= TEXT EXCERPT =
- Centuries:: 15th; 16th; 17th; 18th; 19th;
- Decades:: 1650s; 1660s; 1670s; 1680s; 1690s;
- See also:: Other events of 1672

= 1672 in England =

Events from the year 1672 in England.

==Incumbents==
- Monarch – Charles II

==Events==

The Burning of the Royal James at the Battle of Solebay, by Willem van de Velde

- 2 January – cash payments by the Exchequer suspended for a year, due to fears of imminent bankruptcy.
- 11 January – Isaac Newton is elected a Fellow of the Royal Society of London and it then demonstrates his reflecting telescope to the King.
- 25 January – the Theatre Royal in Bridges Street in London burns down, forcing the King's Company to relocate to the Lincoln's Inn Fields Theatre while the Theatre Royal is rebuilt in Drury Lane.
- 6 February – Isaac Newton sends for publication a paper regarding his experiments on the refraction of light through glass prisms and makes the first identification of the primary colours.
- 25 February – Willem, Prince of Orange, the 21-year-old Stadtholder of Gelderland and Utrecht and future King William III of England, is approved by the States General of the Dutch Republic to command the Dutch States Army for the impending war with England. On 4 July he is appointed Stadtholder of Holland and Zeeland.
- 12 March – Action of 12 March 1672: A 2-day naval engagement between an English coastal patrol and a Dutch convoy off Beachy Head. The English fleet suffers severe damage while most of the Dutch convoy escapes, although one of the Dutch commanders (De Haaze) is killed and one warship taken as a prize (Klein Hollandia) sinks; the latter will be rediscovered in 2019.
- 15 March – King Charles II issues the Royal Declaration of Indulgence, suspending execution of Penal Laws against Protestant nonconformists and Roman Catholics in his realms.
- 17 March – Third Anglo-Dutch War: England declares war on the Dutch Republic.
- 28 May (7 June New Style) – the first naval battle of the Third Anglo-Dutch War is fought at the Battle of Solebay off Southwold; indecisive.
- August – farthing and halfpenny coins, machine pressed at the Royal Mint, are introduced by royal decree, the first official issue of copper coinage. The reverse portrays Britannia, thought to have been modelled by Frances Stewart, Duchess of Richmond.
- 13 September – John Bunyan released after a 12-year imprisonment for preaching without a licence.
- 16 September – the Board of Trade is created by a merger of the Council of Trade and the Council of Foreign Plantations and the Earl of Shaftesbury is appointed as the first Lord of Trade.
- 28 November – after more than five years of administration of the Treasury by a five-member commission, Lord Clifford of Chudleigh, one of the members, becomes the Lord High Treasurer of England.

= PROBLEM STATEMENT =
Return the passage of the text about 1672 in England, starting at "- 28 May (7" and ending at "Treasurer of England.". Rely only on the text about 1672 in England.

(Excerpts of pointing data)
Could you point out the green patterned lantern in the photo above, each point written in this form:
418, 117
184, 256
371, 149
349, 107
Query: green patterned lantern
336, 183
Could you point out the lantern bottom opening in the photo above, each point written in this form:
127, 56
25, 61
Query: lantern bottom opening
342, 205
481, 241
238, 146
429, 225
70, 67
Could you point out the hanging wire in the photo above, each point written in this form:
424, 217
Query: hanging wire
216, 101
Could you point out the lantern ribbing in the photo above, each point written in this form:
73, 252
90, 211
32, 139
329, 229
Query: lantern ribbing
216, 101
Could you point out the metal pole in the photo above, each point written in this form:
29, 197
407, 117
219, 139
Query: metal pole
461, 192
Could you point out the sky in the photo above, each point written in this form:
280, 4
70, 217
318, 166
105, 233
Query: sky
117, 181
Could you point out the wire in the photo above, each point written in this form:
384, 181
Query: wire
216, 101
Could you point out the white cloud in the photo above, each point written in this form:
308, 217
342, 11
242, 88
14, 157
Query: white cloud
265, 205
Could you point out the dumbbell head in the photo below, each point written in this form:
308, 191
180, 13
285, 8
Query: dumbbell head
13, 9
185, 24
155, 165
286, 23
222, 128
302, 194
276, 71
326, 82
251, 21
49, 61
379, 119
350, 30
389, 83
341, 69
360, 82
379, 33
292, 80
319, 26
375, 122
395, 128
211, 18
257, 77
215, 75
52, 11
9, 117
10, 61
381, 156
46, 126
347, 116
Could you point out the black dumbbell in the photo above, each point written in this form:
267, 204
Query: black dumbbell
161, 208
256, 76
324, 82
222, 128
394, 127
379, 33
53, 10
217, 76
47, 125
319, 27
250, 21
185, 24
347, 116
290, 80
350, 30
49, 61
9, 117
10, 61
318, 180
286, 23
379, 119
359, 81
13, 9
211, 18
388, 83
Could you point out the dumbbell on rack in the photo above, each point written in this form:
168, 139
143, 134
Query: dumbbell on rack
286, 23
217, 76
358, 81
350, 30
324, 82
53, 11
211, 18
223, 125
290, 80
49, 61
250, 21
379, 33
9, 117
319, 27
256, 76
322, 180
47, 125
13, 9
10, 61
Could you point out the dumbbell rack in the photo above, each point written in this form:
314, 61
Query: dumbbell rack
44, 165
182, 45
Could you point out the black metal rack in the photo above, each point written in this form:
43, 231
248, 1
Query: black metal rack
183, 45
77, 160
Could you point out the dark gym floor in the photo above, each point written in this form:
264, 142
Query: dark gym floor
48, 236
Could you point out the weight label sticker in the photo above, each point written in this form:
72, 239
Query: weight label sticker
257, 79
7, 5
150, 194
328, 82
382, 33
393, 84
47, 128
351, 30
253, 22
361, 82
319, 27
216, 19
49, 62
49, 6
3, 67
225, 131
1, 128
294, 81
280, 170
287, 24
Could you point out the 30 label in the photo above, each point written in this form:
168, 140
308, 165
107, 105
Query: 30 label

= FINAL ANSWER =
- 28 May (7 June New Style) – the first naval battle of the Third Anglo-Dutch War is fought at the Battle of Solebay off Southwold; indecisive.
- August – farthing and halfpenny coins, machine pressed at the Royal Mint, are introduced by royal decree, the first official issue of copper coinage. The reverse portrays Britannia, thought to have been modelled by Frances Stewart, Duchess of Richmond.
- 13 September – John Bunyan released after a 12-year imprisonment for preaching without a licence.
- 16 September – the Board of Trade is created by a merger of the Council of Trade and the Council of Foreign Plantations and the Earl of Shaftesbury is appointed as the first Lord of Trade.
- 28 November – after more than five years of administration of the Treasury by a five-member commission, Lord Clifford of Chudleigh, one of the members, becomes the Lord High Treasurer of England.